◆ **Extrait**:
• • • • • • •

P.H.: Examinons maintenant l'état du milieu révolutionnaire à la veille de la guerre, ceux qui ont résisté à la dégénéres­cence de l'I.C., ont quitté ou été exclus des PC devenus chauvins. Il y a la proclamation prématurée et vide de sens de la 4è Internationale, mort-née. Il y a un certain nombre de groupes qui se prononcent contre la guerre. Mais à la déclara­tion de guerre, la plupart vont éclate. Les trotskystes vont basculer dans le camp de la résistance nationale. Qu'est ce qui se passe pour que, particulièrement le groupe le plus clair à l'époque - nommé "bordiguiste", il vient de BILAN - s'effondre? Pourquoi personne dans ce milieu révolutionnaire n'assume le défaitisme révolutionnaire au sens de Lénine?

• • • • • • •

◆ **Données affichées**:
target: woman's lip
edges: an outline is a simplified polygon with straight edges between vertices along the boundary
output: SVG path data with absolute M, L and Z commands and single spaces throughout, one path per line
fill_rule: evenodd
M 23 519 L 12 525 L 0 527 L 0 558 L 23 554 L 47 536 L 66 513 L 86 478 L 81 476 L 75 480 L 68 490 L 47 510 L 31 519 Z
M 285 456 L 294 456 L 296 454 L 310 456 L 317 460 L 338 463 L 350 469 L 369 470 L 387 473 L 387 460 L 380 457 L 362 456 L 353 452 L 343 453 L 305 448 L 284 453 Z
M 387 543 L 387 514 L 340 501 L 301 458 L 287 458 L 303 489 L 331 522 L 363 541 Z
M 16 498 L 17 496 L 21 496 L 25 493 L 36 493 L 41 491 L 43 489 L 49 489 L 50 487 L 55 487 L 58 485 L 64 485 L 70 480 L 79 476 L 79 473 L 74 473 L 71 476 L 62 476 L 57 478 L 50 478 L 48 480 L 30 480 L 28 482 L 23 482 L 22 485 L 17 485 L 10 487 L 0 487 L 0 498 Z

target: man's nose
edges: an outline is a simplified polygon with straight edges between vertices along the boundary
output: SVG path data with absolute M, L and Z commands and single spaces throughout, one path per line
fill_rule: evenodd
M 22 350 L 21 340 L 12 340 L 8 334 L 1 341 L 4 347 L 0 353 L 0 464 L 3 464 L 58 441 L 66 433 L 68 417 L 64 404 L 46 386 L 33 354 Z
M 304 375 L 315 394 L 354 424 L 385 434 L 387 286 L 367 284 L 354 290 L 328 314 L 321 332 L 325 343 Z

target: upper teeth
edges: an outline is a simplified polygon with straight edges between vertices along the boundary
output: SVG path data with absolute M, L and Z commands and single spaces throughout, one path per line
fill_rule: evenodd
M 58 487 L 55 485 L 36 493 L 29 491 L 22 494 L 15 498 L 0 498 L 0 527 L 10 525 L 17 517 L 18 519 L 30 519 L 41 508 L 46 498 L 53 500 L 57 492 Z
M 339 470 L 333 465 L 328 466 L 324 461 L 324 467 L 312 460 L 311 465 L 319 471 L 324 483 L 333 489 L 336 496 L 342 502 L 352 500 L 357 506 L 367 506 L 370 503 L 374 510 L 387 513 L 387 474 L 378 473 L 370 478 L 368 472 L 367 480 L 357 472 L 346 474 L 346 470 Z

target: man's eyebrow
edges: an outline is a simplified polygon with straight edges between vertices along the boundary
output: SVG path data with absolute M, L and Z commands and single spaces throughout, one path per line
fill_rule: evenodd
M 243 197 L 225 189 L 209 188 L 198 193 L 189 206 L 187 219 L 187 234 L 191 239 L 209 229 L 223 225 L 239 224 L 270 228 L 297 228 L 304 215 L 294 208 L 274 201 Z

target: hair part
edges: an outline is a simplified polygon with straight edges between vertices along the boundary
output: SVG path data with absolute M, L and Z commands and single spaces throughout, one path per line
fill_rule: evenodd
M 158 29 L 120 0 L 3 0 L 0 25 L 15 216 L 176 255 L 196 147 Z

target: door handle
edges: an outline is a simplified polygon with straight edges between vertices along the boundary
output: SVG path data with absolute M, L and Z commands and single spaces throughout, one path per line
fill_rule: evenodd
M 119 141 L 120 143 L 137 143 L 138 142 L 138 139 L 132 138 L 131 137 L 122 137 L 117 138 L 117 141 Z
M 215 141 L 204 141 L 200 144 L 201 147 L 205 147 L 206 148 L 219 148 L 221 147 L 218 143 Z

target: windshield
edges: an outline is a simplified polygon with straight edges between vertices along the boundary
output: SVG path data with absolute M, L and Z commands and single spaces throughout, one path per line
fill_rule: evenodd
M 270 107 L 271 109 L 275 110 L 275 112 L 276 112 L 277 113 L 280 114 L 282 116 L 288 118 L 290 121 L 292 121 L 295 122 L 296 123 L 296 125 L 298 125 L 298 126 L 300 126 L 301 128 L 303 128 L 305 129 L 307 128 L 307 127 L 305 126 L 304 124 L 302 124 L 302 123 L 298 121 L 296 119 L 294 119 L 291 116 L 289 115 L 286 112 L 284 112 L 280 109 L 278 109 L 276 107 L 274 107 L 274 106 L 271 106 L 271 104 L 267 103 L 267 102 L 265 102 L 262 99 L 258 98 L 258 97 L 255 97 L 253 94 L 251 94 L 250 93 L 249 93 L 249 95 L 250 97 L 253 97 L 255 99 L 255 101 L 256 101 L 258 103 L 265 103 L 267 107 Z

• • • • • • •

◆ **Consignes de travail**:
1) D'après l'extrait sur le milieu révolutionnaire à la veille de la guerre, dans quel camp les trotskystes basculent-ils à la déclaration de guerre ?
2) Reprenez l'extrait sur le milieu révolutionnaire d'avant-guerre à partir de l'endroit où il s'arrête.
La liste n'a aucun lien avec l'extrait.

◆ **Réponses dans l'ordre**:
1) Dans le camp de la résistance nationale.

2)
M.C.: N'insistons pas sur le groupe "Union Communiste" qui, sur la question espagnole avait déjà une position de soutien, ou même un demi-soutien au POUM et à la république. Ils écla­tent au moment de la guerre, plus même, ils sont surpris par la guerre. Mais ceux qui annoncaient la guerre depuis le début des années 30, c'était surtout la Fraction italienne. Elle soulignait que nous étions entrés dans une période de défaites et que ces défaites conduiraient de façon irréversible à la guerre.
La victoire des nazis en 33 signifiait pour nous que le cours historique était désormais vers le guerre. Dans ce cas-là une réflexion approfondie était à mener. Nous avons compris que les événements en Espagne étaient une répétition générale vers la guerre, contre tous ceux, en particulier les trotskystes qui affirmaient que les Fronts populaires ouvraient l'ère de la révolution.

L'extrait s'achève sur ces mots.